Required work -> Rewrite everything from the line containing "Check that every instance of the pointed" down to the end of the items, substituting "steeple" for "pointed spire" and leaving all else unchanged.

Record set ->
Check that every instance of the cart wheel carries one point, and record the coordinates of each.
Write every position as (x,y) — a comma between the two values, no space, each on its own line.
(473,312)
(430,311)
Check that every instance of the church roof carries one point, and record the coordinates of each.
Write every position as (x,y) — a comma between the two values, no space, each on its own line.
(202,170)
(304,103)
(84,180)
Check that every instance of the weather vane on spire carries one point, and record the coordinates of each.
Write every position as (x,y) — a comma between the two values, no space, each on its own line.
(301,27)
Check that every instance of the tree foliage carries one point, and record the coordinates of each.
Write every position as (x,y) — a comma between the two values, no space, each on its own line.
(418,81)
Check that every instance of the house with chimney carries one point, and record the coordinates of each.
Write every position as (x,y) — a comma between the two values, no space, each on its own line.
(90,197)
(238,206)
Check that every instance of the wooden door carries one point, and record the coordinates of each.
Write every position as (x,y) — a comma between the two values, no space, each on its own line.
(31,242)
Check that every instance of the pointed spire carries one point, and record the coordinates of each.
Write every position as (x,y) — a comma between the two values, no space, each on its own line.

Exercise response ->
Check that every instance of the steeple carries one point, and record the coordinates of each.
Write every position as (x,y) — a comma between the two values, no space, each on its own line.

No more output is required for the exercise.